Aim of the exercise
Your task is to extract every line from the material below exactly.

Dataset records
══════════
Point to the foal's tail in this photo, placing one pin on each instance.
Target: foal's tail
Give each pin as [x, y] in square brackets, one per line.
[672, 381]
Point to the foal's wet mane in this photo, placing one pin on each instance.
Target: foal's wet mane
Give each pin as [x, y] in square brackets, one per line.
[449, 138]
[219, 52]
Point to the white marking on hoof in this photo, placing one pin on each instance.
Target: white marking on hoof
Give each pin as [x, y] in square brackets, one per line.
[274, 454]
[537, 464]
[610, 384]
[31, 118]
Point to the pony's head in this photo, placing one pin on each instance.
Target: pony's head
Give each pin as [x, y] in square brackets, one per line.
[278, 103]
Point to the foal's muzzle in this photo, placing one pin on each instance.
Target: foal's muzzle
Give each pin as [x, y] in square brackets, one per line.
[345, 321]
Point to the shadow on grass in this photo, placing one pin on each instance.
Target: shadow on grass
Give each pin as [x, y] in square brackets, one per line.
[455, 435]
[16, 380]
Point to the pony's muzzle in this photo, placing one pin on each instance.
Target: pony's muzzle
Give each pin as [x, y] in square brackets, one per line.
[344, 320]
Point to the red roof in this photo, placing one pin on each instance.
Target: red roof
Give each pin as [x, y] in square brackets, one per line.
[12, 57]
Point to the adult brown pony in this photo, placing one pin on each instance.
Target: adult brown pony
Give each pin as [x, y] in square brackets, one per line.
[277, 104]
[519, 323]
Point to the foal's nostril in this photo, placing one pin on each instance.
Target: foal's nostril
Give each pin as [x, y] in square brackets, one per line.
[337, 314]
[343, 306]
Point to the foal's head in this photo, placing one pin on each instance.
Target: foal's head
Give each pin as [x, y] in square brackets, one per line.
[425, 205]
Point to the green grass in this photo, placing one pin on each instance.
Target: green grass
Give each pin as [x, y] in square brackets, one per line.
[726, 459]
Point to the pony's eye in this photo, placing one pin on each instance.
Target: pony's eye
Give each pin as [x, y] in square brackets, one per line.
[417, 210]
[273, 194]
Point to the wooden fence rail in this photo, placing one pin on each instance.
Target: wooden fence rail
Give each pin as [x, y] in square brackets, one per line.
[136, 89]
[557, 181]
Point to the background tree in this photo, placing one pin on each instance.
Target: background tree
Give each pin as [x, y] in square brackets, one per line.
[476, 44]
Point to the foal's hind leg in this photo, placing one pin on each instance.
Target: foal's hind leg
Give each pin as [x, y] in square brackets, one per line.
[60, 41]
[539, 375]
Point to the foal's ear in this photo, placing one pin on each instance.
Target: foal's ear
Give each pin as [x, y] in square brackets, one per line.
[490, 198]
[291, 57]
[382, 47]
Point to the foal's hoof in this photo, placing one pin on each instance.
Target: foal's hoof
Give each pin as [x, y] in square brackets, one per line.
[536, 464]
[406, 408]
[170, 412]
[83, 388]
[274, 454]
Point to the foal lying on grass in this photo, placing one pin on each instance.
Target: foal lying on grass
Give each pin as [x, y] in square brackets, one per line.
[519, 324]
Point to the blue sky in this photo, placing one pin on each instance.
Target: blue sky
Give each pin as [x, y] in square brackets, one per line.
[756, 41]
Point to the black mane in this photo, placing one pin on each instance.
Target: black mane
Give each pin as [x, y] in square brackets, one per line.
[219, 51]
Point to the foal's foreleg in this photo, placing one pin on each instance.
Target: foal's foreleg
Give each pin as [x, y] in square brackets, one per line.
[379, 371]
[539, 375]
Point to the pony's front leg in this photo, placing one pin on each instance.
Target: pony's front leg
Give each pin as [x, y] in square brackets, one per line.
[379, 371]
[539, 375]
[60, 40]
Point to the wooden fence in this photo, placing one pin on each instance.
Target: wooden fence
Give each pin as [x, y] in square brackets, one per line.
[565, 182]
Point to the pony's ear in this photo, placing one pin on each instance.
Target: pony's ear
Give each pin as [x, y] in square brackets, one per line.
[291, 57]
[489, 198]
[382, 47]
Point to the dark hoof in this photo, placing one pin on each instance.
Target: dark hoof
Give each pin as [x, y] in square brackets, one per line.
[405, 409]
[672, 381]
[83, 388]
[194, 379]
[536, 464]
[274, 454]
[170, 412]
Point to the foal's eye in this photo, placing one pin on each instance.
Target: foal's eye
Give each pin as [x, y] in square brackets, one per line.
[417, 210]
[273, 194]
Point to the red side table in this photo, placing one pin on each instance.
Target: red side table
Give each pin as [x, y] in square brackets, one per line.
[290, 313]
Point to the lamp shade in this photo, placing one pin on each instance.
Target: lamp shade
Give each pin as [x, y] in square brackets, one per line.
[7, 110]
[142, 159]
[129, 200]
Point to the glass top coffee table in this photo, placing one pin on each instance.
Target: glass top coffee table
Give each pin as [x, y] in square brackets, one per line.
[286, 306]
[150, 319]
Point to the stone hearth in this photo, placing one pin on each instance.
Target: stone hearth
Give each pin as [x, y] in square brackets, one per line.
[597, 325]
══════════
Written response
Point to the foal's tail in this photo, placing one pin on each instance.
Target: foal's tail
Give each pin as [x, y] in square brackets, one per line.
[672, 381]
Point to the foal's wet mane in this photo, placing one pin on each instance.
Target: foal's wet mane
Give each pin as [x, y] in square brackets, one per line.
[449, 138]
[219, 52]
Point to the white marking on hoof in this photo, placing one pin on each instance.
Target: white marking on hoof
Give each pin as [x, y] in square brackets, one per line.
[274, 454]
[537, 464]
[610, 384]
[31, 118]
Point to the pony's head in this photo, placing one pin on each instance.
Target: pony's head
Give each pin as [x, y] in square brackets, one per line.
[278, 103]
Point to the foal's muzzle in this photo, placing one pin on each instance.
Target: foal's muzzle
Give each pin as [x, y] in square brackets, one per line.
[345, 321]
Point to the shadow on grass in this photo, placing one pin on each instance.
Target: shadow on grass
Give each pin as [x, y] in square brackets, one per line.
[455, 435]
[16, 380]
Point to the pony's muzzle in this photo, placing one pin on each instance.
Target: pony's muzzle
Give each pin as [x, y] in square brackets, one per line.
[344, 320]
Point to the red roof in this photo, placing one pin on each instance.
Target: red roof
Give each pin as [x, y] in square brackets, one per line.
[12, 57]
Point to the adult brown pony in this photo, placing one pin on each instance.
Target: adult brown pony
Give each pin as [x, y] in square brackets, one per line.
[277, 104]
[519, 323]
Point to the foal's nostril in this photo, placing one pin on each instance.
Target: foal's nostril
Give each pin as [x, y] in square brackets, one per line.
[337, 314]
[343, 306]
Point to the foal's head in this photo, placing one pin on each instance.
Target: foal's head
Give each pin as [x, y] in square brackets, one per line.
[425, 205]
Point to the green grass in this photo, placing one pin on each instance.
Target: green grass
Give each pin as [x, y] in square brackets, one per line.
[726, 459]
Point to the pony's eye in this photo, placing one pin on each instance.
Target: pony's eye
Give each pin as [x, y] in square brackets, one per line.
[417, 210]
[273, 194]
Point to the wooden fence rail in this photo, placing one pin on each instance.
Target: wooden fence rail
Give each pin as [x, y] in square brackets, one per line.
[136, 89]
[557, 181]
Point to the background tree in this photo, placing one pin on each instance.
Target: background tree
Give each pin as [x, y] in square brackets, one per line.
[476, 44]
Point to the foal's hind leg in this photo, placing one pin on each instance.
Target: foal's hind leg
Give each pin as [x, y] in square brackets, one per line.
[60, 41]
[539, 375]
Point to the foal's ear in this photo, placing one pin on each instance.
Target: foal's ear
Give each pin as [x, y] in square brackets, one per line.
[490, 198]
[291, 57]
[382, 47]
Point to the foal's hoof in this photo, placing one pin on each instance.
Target: foal's hoof
Give each pin as [x, y] in square brackets, one per line.
[536, 464]
[406, 408]
[170, 412]
[83, 388]
[274, 454]
Point to the foal lying on grass in this photo, placing one pin on each instance.
Target: foal lying on grass
Give each pin as [x, y] in square brackets, one per line.
[519, 324]
Point to the blue sky in this photo, placing one pin on each instance.
Target: blue sky
Give each pin as [x, y] in square brackets, one per line.
[756, 41]
Point to the black mane in this photo, placing one pin on each instance.
Target: black mane
Give each pin as [x, y] in square brackets, one per line.
[219, 51]
Point to the foal's foreleg in this photo, placing one pin on each instance.
Target: foal's foreleg
Give each pin as [x, y] in square brackets, one per line.
[379, 371]
[539, 375]
Point to the pony's front leg in this photo, placing one pin on each instance.
Target: pony's front leg
Give each pin as [x, y] in square brackets, one per line.
[379, 371]
[539, 375]
[60, 40]
Point to the wooden fence in this photo, placing one pin on each instance.
Target: wooden fence
Give each pin as [x, y] in square brackets, one per line.
[565, 182]
Point to the pony's ear in this photo, placing one pin on each instance.
Target: pony's ear
Give each pin as [x, y] in square brackets, one per line.
[291, 57]
[489, 198]
[382, 47]
Point to the dark hoof in this photo, placing one pin on each instance.
Target: dark hoof
Give each pin as [x, y] in square brackets, one per line.
[405, 409]
[672, 381]
[83, 388]
[194, 379]
[536, 464]
[274, 454]
[170, 412]
Point to the foal's eye in this photo, placing one pin on each instance.
Target: foal's eye
Give each pin as [x, y] in square brackets, one per line.
[417, 210]
[273, 194]
Point to the red side table in this photo, placing one pin on each instance.
Target: red side table
Give each pin as [x, y] in square brackets, one per line.
[290, 313]
Point to the lamp shade in this photo, placing one pin on each instance.
Target: lamp shade
Give each pin as [x, y] in square brackets, one per line.
[7, 110]
[142, 159]
[129, 200]
Point to the glass top coffee table in this photo, placing one pin on each instance.
Target: glass top coffee table
Give each pin as [x, y] in square brackets, one per line.
[286, 306]
[150, 319]
Point to the stone hearth in this photo, placing one pin on each instance.
Target: stone hearth
Give each pin as [x, y] in square brackets, one per line.
[597, 325]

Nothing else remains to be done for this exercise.